§ Task to carry out: Reproduce the listing below exactly. Pictures do not belong in the copy.

§ Records to process:
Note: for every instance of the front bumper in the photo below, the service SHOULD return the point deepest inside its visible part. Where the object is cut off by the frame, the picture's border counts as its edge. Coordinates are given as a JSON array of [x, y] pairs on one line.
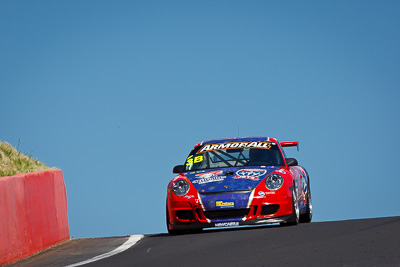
[[262, 210]]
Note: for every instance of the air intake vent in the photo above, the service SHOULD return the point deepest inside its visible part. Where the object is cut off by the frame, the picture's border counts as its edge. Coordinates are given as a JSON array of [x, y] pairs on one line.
[[226, 214]]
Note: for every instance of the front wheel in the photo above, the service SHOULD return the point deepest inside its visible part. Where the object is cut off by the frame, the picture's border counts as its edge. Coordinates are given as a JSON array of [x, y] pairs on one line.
[[172, 231], [305, 218], [295, 209]]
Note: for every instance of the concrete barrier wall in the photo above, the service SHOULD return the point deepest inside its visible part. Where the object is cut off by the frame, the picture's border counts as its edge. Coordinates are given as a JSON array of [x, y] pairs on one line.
[[33, 214]]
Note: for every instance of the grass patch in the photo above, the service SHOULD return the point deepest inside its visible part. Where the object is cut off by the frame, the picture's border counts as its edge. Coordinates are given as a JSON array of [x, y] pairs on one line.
[[13, 162]]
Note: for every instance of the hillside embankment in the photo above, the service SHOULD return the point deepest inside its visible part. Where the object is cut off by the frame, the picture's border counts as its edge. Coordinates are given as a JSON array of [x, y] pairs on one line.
[[33, 205]]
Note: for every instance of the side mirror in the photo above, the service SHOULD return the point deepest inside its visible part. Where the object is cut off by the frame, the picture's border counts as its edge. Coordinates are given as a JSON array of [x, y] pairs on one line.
[[178, 169], [291, 162]]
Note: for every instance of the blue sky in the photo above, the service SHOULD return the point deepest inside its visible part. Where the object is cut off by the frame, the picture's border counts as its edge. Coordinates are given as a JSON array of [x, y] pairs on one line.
[[115, 93]]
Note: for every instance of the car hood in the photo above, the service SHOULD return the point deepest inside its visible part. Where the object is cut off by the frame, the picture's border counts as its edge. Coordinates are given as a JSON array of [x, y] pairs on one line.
[[228, 179]]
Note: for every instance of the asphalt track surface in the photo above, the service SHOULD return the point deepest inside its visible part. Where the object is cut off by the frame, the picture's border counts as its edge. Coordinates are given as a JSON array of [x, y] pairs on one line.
[[365, 242]]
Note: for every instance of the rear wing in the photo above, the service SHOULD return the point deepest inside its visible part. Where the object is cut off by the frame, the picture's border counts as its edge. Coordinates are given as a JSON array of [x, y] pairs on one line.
[[290, 143]]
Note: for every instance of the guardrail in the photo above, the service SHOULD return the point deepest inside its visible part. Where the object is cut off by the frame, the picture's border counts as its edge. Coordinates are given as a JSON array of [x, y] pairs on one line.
[[33, 214]]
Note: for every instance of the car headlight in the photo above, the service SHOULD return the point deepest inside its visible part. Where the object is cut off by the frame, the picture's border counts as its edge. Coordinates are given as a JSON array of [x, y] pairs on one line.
[[274, 181], [180, 188]]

§ Task output:
Note: for every instance of the front bumper in the photo below, the service SHOULD return the point deepest inside its visible part. Where the object is cut off by the frame, the picture's border counts as its edge. Coordinates are given as a JSON array of [x, y] pairs on one line.
[[262, 210]]
Note: for every instance of the air intake vent in the photo above, the service SHOULD return the point deepest inside its visible part. Where the object is cut off by the frame, the picture's border counts as its edge. Coordinates are given as a JSON array of [x, y] pairs on one line.
[[226, 214]]
Note: for every instance of the front wheel in the photo above, the service SHOULD return the point deepest inside its visible part. Where the object is cut off by the frame, the picture's border counts as its edge. Coordinates are given as a JSON array of [x, y] pairs on one line.
[[172, 231], [305, 218], [295, 209]]
Note: for every instance of the concrete barrier wall in the photo above, the service SHOULD return the point deepest inside its visible part. Where the object is cut off by the frame, the picture's border counts as its edge. Coordinates are given as a JSON array of [x, y] pairs on one line.
[[33, 214]]
Note: for every instance of the grass patch in the photo above, the service SHOULD return the point deepest inside its visible part. Where the object is cut off by the frame, the picture's border counts as its edge. Coordinates are given as a JSON array of [x, y] pairs on one line.
[[13, 162]]
Note: for every instance of the hillside embankment in the photo above, the service SHOULD return the point deepest inside its visible part. Where the object is cut off by the frame, the picture's border counts as its edge. Coordinates are given as a JSON array of [x, y] pairs on one line.
[[33, 205]]
Note: for every instance of the side mirror in the photo above, the service SHOULD return the point deepest inside its visible part. Where the object is cut off by the frame, the picture's border counts as its edge. Coordinates are given as a JSON array of [x, y] pairs on one line.
[[178, 169], [291, 162]]
Note: for every instance of the blue sky in the photo above, the service SHOULD return the point deepest inside its visible part. Where the object is cut off by the frame, the picture's border counts as its edge. Coordinates are given as a JSON array of [x, y] pairs on one line.
[[115, 93]]
Note: for every instance of the car hood in the photo above, the service SHOULD return the point deepest inside its visible part. Where the object is cut off by the frame, the picture's border counts as its edge. Coordinates are given as a JSON array of [x, y] pairs on one line.
[[228, 179]]
Note: for every instance of the asphalt track surface in the photo above, the service SHOULD return the point deepest inside its visible part. Where the object is cut off by the frame, the picture's border counts as its edge. Coordinates are given as a JSON array of [x, y] pairs on one line.
[[365, 242]]
Note: for every instance of the rear wing in the photo above, the service SHOULD return the point deepest inside its visible part. Where the object is cut off by the frame, the picture's border counts as its edge. Coordinates are given as a JSON array of [x, y] pairs on one line.
[[290, 143]]
Note: for every instance of the guardrail in the photo above, the service SHOULD return the point deepest inside its visible part. Where the object is cut off by the frame, the picture's border counts as its edge. Coordinates are given as a JSON array of [x, y] pairs on one line.
[[33, 214]]
Note: for every instance of the car headlight in the photo above, the service SHOULD return the point deepest inside its visible part. Where the object is cut off by the frame, the picture's border counts as its edge. Coordinates are given as a JSON array of [x, y] pairs on one line.
[[274, 181], [180, 188]]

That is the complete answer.